| EXERCISE DIRECTIONS |
Recast the stretch of material from the line containing "Target: steel truss railway bridge" through the end as a two-column CSV with the headers "instruction" and "answer". Give one row per item, putting each value in a single quoted field with line breaks replaced by spaces.

| DATA SUPPLIED |
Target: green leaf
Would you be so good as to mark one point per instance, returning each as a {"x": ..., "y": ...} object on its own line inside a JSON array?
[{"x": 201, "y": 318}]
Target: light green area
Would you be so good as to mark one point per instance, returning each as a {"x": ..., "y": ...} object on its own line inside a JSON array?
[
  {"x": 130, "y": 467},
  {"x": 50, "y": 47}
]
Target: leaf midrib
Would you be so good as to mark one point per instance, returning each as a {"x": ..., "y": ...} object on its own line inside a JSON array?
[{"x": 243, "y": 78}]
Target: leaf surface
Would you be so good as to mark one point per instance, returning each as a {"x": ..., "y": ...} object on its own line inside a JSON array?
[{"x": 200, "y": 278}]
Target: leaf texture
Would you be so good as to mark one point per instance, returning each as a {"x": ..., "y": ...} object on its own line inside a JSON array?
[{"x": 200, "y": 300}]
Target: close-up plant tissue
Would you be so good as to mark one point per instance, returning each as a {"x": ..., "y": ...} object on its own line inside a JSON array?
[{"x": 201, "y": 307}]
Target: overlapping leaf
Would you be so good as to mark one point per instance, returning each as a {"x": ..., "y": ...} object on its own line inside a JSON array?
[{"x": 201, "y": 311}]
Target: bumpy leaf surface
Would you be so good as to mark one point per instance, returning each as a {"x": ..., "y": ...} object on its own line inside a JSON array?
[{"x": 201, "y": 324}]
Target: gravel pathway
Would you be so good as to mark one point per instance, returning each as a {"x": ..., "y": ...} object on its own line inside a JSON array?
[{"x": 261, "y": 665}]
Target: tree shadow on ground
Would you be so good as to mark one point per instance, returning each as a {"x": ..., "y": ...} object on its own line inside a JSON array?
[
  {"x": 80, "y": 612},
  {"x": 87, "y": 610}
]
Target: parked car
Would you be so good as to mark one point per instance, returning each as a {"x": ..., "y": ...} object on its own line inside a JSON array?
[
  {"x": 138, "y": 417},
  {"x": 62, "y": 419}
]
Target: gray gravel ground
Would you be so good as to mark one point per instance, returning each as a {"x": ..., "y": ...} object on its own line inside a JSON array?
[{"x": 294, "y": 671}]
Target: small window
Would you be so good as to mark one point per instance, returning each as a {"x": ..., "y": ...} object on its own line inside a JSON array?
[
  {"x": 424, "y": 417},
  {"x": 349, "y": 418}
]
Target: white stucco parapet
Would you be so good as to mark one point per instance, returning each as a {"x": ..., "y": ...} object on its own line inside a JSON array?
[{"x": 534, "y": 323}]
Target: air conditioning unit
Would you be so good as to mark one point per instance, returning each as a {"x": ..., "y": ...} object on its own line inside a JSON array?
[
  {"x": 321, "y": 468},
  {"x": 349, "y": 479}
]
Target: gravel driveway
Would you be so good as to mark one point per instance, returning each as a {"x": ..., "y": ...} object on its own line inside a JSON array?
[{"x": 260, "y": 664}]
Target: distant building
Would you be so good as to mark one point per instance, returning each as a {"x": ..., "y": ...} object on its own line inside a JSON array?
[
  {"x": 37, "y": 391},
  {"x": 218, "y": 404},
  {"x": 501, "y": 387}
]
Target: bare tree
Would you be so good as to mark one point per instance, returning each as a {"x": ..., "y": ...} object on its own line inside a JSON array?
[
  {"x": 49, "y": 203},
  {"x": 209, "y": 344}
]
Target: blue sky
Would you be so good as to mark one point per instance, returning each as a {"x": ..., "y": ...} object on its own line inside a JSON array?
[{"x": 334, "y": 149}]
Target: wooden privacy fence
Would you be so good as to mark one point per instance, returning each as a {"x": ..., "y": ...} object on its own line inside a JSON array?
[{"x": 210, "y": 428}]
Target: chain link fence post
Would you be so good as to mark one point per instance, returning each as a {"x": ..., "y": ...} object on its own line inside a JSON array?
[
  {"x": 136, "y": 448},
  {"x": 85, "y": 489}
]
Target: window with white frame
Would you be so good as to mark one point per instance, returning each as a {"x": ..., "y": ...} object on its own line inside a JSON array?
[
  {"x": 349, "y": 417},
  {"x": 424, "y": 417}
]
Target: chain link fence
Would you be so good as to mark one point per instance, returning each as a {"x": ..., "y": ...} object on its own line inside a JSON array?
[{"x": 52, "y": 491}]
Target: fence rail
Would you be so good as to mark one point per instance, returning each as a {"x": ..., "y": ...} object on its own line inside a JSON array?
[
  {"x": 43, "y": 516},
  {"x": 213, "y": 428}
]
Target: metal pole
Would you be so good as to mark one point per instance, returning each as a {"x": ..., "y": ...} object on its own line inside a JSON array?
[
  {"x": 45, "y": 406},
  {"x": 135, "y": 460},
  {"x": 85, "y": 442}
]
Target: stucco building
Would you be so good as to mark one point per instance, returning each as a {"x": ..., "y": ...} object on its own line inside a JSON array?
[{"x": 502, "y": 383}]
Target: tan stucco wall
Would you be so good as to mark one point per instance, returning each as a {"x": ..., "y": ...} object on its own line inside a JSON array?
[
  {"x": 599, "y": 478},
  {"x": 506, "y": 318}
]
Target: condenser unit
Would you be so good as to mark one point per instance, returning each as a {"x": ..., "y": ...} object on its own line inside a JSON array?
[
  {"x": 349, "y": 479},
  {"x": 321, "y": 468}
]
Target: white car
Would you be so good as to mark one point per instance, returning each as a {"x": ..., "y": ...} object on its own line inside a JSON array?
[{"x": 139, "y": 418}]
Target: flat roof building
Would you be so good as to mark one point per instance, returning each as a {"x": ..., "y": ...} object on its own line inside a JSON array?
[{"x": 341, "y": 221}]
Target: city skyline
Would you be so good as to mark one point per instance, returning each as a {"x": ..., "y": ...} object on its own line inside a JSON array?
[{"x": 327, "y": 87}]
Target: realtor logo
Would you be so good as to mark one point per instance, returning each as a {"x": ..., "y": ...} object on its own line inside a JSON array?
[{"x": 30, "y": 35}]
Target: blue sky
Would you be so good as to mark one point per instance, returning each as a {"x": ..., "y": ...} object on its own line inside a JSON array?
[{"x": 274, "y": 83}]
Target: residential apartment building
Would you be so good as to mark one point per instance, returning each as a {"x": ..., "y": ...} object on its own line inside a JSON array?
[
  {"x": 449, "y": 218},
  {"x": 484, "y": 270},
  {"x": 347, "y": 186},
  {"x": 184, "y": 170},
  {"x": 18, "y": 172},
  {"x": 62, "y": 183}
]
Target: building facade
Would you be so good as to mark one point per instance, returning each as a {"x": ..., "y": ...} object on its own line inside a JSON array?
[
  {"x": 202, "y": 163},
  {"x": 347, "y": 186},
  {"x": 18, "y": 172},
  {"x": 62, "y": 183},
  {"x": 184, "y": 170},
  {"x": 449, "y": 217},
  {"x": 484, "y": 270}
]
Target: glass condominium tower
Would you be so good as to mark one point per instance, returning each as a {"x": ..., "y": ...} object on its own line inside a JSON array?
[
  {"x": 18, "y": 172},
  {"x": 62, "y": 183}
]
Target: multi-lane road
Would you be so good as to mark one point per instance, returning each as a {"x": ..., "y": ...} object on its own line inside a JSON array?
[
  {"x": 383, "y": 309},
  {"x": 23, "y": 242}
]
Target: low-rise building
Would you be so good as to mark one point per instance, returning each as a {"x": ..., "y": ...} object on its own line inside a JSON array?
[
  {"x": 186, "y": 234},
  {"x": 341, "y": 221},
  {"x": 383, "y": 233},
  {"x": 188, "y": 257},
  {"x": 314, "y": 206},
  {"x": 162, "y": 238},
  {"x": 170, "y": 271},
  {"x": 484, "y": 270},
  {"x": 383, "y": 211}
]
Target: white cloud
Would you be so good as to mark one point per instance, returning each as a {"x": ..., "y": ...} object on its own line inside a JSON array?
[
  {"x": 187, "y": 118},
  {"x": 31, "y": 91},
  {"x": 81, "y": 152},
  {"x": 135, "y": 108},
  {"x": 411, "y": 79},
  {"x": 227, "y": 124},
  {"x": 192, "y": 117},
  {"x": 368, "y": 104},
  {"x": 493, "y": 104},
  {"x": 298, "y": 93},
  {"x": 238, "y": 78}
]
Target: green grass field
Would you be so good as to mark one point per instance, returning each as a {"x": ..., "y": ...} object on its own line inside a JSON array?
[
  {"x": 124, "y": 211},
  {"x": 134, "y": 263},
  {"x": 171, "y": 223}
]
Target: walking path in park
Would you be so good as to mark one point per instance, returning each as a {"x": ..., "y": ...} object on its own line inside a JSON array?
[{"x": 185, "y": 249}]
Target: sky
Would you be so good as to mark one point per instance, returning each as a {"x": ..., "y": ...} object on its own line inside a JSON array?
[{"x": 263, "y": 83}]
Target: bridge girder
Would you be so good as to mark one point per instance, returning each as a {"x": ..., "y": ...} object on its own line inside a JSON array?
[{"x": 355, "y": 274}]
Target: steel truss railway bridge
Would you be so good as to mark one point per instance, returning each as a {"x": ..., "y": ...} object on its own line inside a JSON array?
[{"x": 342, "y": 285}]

| RESPONSE FOR THIS EXERCISE |
instruction,answer
"Target: steel truss railway bridge Would you be so good as to mark one point per instance, returning each as a {""x"": ..., ""y"": ...} object on its own line inside a JSON array?","[{""x"": 342, ""y"": 285}]"